**EXERCISE PROMPT**. Repeat every one of the following records word for word, line by line.

-- SOURCE DATA start --

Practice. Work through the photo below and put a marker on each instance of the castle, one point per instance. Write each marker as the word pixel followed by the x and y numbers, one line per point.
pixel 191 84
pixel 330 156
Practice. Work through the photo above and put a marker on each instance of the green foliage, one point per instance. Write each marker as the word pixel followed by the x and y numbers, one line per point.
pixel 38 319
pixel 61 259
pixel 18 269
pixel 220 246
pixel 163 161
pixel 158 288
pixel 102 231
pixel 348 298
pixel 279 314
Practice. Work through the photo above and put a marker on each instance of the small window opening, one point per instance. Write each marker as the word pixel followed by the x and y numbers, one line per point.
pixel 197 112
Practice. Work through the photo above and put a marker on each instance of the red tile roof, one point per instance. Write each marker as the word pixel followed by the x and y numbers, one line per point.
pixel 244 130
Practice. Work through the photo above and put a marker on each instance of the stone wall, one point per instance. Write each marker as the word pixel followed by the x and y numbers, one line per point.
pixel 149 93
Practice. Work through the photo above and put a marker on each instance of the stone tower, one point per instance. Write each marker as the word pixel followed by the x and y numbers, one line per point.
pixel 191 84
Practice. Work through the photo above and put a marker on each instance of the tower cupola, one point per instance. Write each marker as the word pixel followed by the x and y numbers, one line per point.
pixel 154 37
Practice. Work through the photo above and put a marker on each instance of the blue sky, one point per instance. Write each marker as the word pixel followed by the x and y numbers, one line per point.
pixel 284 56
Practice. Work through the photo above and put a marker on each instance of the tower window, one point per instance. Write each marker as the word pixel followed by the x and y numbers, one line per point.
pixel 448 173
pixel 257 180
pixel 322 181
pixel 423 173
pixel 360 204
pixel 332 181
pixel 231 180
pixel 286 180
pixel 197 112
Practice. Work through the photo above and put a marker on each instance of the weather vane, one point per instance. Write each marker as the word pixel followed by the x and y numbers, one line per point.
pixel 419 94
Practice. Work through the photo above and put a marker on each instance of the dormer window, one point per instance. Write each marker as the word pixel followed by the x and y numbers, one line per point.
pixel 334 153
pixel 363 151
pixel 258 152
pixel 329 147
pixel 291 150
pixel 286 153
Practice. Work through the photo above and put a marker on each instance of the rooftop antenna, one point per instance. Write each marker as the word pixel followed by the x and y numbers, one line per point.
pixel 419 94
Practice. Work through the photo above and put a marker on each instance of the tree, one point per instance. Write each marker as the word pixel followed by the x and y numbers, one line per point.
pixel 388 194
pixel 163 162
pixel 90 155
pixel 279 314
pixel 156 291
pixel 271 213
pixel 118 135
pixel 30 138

-- SOURCE DATA end --

**PROBLEM SOLUTION**.
Practice. Work through the photo below and put a marker on each instance of the castle, one point per instance. Write each marker as the word pixel followed by the x and y numbers, one line per point.
pixel 191 84
pixel 330 156
Practice. Work through the photo above and put a marker on each instance of the green foliage, one point per instance. Write each marker as the word pixel followed by the x and y numbers, one line per point.
pixel 38 319
pixel 61 259
pixel 18 269
pixel 220 246
pixel 163 161
pixel 158 288
pixel 102 231
pixel 348 298
pixel 279 314
Practice. Work through the photo above and put a marker on each instance of the small window opening, one point per instance. Write each marker as the word pixel followed by the x and y numbers, one line per point.
pixel 197 112
Practice. Work through the photo above and put a marker on each instance of the red tile roof, one point per instance. Write each marker as the word pixel followed by the x and y numbers, one line per point.
pixel 244 130
Practice. Work through the photo above and put a marker on each instance of the stone wall, one point per instance. Write each marker as the word pixel followed by the x and y numbers, one line per point.
pixel 149 93
Practice. Work through the photo above and put a marker on each instance of the stone tower, one point per instance. Write each marker as the word pixel followed by the x and y numbers, one line per point.
pixel 191 84
Practice. Work through the photo above and put a marker on each instance of the tower cupola, one point per instance. Write each marker as the word pixel followed by the x and y numbers, one line per point.
pixel 154 37
Practice. Work through the photo above and put a marker on each instance of the blue sky, one point per instance. Write each marker as the word pixel followed by the x and y numbers, one line per point.
pixel 284 56
Practice. Work through the photo above and put a marker on each instance of the tower window, one point per instance. Write each marker as the word pixel followed by the x and y numbers, one line per point.
pixel 448 173
pixel 257 180
pixel 322 181
pixel 423 173
pixel 360 204
pixel 332 181
pixel 231 180
pixel 286 180
pixel 197 112
Practice. Work through the photo above and put a marker on each instance of the weather vane, one point per instance. Write each marker as the word pixel followed by the x and y numbers, one line per point.
pixel 419 94
Practice. Work through the photo above and put a marker on each instance of the dormer window, one point per instance. Write each marker as the word pixel followed by the x and y numbers, one line per point.
pixel 334 153
pixel 363 151
pixel 258 152
pixel 329 147
pixel 291 150
pixel 286 153
Practice. Work through the photo above and put a marker on each instance of the rooftop antenna, one point per instance. Write each marker as the word pixel followed by the x and y numbers, one line per point.
pixel 419 94
Practice. Work through the photo above and put a marker on each instance of the tree, one point per instance. Write each marker as the word pixel followed by the x and y numbers, one line per point.
pixel 388 194
pixel 163 162
pixel 90 155
pixel 279 314
pixel 156 291
pixel 271 213
pixel 118 135
pixel 30 138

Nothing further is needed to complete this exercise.